DIRECTIVE:
Reproduce each line of the listing exactly.

========

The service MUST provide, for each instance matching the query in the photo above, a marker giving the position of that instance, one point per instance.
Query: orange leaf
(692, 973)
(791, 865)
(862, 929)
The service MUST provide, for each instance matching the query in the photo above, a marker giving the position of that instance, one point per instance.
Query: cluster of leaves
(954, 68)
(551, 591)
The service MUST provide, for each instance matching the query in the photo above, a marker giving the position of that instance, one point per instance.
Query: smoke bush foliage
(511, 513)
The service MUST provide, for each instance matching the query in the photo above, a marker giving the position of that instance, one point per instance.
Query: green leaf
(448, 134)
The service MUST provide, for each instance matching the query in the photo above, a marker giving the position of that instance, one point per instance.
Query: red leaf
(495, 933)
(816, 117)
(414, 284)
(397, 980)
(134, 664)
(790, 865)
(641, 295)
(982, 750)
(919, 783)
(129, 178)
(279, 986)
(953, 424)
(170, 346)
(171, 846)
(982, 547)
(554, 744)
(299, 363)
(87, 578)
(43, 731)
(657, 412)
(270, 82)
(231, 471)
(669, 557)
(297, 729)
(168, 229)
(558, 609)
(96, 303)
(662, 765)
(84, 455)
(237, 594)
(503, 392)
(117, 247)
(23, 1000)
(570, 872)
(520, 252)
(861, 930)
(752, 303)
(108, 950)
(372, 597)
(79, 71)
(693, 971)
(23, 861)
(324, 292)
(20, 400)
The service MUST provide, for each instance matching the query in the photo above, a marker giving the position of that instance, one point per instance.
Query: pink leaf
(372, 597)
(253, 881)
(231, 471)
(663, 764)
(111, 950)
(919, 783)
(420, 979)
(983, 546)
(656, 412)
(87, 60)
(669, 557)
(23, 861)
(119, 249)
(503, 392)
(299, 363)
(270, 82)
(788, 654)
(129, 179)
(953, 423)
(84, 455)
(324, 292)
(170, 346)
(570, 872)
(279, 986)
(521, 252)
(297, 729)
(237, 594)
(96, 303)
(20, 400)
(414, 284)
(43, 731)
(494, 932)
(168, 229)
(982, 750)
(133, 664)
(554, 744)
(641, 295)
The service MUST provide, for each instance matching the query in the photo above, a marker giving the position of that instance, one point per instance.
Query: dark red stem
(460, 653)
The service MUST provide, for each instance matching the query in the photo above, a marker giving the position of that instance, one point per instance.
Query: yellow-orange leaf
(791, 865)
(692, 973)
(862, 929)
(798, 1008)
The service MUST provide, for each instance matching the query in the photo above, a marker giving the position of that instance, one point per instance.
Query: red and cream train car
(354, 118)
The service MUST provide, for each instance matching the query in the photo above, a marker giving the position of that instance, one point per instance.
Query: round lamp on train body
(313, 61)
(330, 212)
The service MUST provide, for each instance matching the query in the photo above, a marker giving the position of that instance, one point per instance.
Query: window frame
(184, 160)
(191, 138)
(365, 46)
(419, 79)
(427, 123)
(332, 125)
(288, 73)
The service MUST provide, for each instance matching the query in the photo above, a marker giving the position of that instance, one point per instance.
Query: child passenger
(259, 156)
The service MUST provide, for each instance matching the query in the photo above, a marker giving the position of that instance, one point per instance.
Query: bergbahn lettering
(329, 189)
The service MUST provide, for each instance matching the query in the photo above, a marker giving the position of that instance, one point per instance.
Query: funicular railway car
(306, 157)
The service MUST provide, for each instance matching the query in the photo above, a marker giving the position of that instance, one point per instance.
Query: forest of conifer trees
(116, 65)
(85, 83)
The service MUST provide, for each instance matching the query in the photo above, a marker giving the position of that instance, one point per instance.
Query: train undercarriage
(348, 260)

========

FINISHED EXERCISE:
The service MUST provide, for each instance matching the query in the photo above, a marker giving the position of that instance, one point per instance.
Query: orange leaf
(692, 973)
(791, 865)
(862, 929)
The service MUST provide, for each instance matching the query in the photo above, a marker giving the position of that instance, one point per instance.
Query: cluster of leaves
(954, 68)
(551, 591)
The service MUST provide, for each instance matching the query in the photo above, a marker giving the position of that instance, one point per instance.
Query: smoke bush foliage
(511, 513)
The service MUST provide, for each instance matching the query in the photo above, a marker giving the position of that instance, one point per instance.
Query: green leaf
(448, 134)
The service MUST provide, for each instance matching the query in the photo above, a marker giving the position of that instance, one point per instance.
Query: red leaf
(495, 933)
(816, 117)
(414, 284)
(397, 980)
(134, 664)
(790, 865)
(641, 295)
(982, 750)
(919, 783)
(129, 178)
(279, 986)
(953, 424)
(170, 346)
(171, 846)
(982, 547)
(554, 744)
(299, 363)
(87, 578)
(43, 731)
(657, 412)
(270, 82)
(231, 471)
(669, 557)
(297, 729)
(168, 229)
(558, 609)
(96, 303)
(662, 765)
(84, 455)
(237, 594)
(503, 392)
(117, 247)
(23, 1000)
(570, 872)
(520, 252)
(861, 930)
(752, 303)
(108, 950)
(372, 597)
(79, 71)
(693, 971)
(23, 861)
(324, 292)
(20, 400)
The service MUST provide, for each instance matching the query in the photo above, a marker giving the position of that instance, one point per instance.
Query: pink leaf
(372, 597)
(253, 881)
(231, 471)
(663, 764)
(111, 950)
(919, 783)
(420, 979)
(983, 546)
(656, 412)
(87, 60)
(669, 557)
(23, 861)
(119, 249)
(503, 392)
(299, 363)
(270, 82)
(788, 654)
(129, 179)
(953, 423)
(84, 455)
(324, 292)
(170, 346)
(570, 872)
(279, 986)
(521, 252)
(297, 729)
(237, 594)
(96, 303)
(20, 400)
(414, 284)
(43, 731)
(494, 932)
(168, 229)
(982, 750)
(133, 664)
(554, 744)
(641, 295)
The service MUST provide, for each instance matching the query in the photo above, a marker giving the position of that instance, one point per instance.
Query: dark red stem
(460, 653)
The service MUST provide, for each instance matching the query in the photo above, a marker giving the position of that instance, one point per instance.
Query: yellow-orange leaf
(791, 865)
(692, 973)
(862, 929)
(798, 1008)
The service MUST provide, for each instance matching the query in the photo above, a marker giving the position of that instance, one point per instance.
Query: red and cream train car
(354, 118)
The service MUST provide, for each instance matching the query in the photo above, a marker giving the position of that instance, one point per instance.
Query: round lamp on train body
(313, 61)
(330, 212)
The service MUST provide, for each instance matching the query in the photo above, a marker giving the position of that instance, one point per instance.
Query: window frame
(184, 160)
(191, 138)
(365, 46)
(419, 79)
(427, 123)
(332, 125)
(288, 73)
The service MUST provide, for each instance matching the query in the photo above, a marker giving the position of that instance, one point per instance.
Query: child passenger
(259, 156)
The service MUST provide, for each instance matching the query in the photo above, a marker giving the position of that instance, one point per instance.
Query: bergbahn lettering
(329, 189)
The service MUST provide, for each instance matching the query in the photo above, a marker giving the position of that instance, one point per instance.
Query: funicular railway car
(306, 157)
The service MUST provide, for each instance matching the query in the photo above, a marker giving the position of that instance, one point per instance.
Query: forest of conifer trees
(116, 65)
(85, 83)
The service MUST provide, for each instance matching the query in the photo above, a marker giving the position of that instance, one point per instance.
Query: train undercarriage
(348, 260)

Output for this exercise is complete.